KUTIPAN DOKUMEN:
▼▼▼
METODE PENELITIAN Penelitian ini berkaitan dengan penelitian sejarah, sebagaimana yang dijelaskan oleh Garraghan dalam Abdurrahman (2007:53) mendefinisikan metode penelitian sejarah adalah seperangkat aturan dan sistem sistematis yang mengumpulkan sumber-sumber sejarah secara efektif, menilainya secara kritis, dan mengajukan sintesis dari hasil-hasil yang dicapai dalam bentuk tertulis. Dengan demikian dalam penelitian ini, peneliti menggunakan metode penelitian studi Lapangan (Field Research) yang dikombinasikan dengan Studi pustaka (Library Research) dengan cara menguji kebenaran data yang diperoleh di lapangan dengan teori dan informasi dari buku-buku yang relevan serta berhubungan dengan sejarah Kota Maksum untuk dijadikan sebagai dasar atau landasan bagi peneliti sehingga dapat dipertanggungjawabkan secara ilmiah.
▲▲▲
Tolong tuliskan kembali seluruh kutipan dokumen di atas tanpa mengubah satu kata atau tanda baca pun.

DATA YANG DIBERIKAN:
▼▼▼
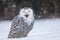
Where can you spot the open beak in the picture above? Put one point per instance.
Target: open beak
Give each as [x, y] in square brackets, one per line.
[26, 15]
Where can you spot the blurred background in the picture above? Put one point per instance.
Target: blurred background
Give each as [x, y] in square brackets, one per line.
[42, 8]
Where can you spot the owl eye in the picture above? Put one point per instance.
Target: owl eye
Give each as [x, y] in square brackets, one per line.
[29, 10]
[24, 11]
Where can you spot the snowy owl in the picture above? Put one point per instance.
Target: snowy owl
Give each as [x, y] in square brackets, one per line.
[22, 24]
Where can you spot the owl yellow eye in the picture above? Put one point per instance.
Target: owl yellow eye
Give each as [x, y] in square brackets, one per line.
[24, 11]
[29, 10]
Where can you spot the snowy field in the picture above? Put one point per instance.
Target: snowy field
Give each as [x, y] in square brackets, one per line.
[47, 29]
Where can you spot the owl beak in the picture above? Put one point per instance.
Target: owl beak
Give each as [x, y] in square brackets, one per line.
[26, 15]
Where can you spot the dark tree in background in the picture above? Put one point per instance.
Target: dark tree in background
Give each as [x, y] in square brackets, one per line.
[42, 8]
▲▲▲
JAWABAN SOAL:
METODE PENELITIAN Penelitian ini berkaitan dengan penelitian sejarah, sebagaimana yang dijelaskan oleh Garraghan dalam Abdurrahman (2007:53) mendefinisikan metode penelitian sejarah adalah seperangkat aturan dan sistem sistematis yang mengumpulkan sumber-sumber sejarah secara efektif, menilainya secara kritis, dan mengajukan sintesis dari hasil-hasil yang dicapai dalam bentuk tertulis. Dengan demikian dalam penelitian ini, peneliti menggunakan metode penelitian studi Lapangan (Field Research) yang dikombinasikan dengan Studi pustaka (Library Research) dengan cara menguji kebenaran data yang diperoleh di lapangan dengan teori dan informasi dari buku-buku yang relevan serta berhubungan dengan sejarah Kota Maksum untuk dijadikan sebagai dasar atau landasan bagi peneliti sehingga dapat dipertanggungjawabkan secara ilmiah.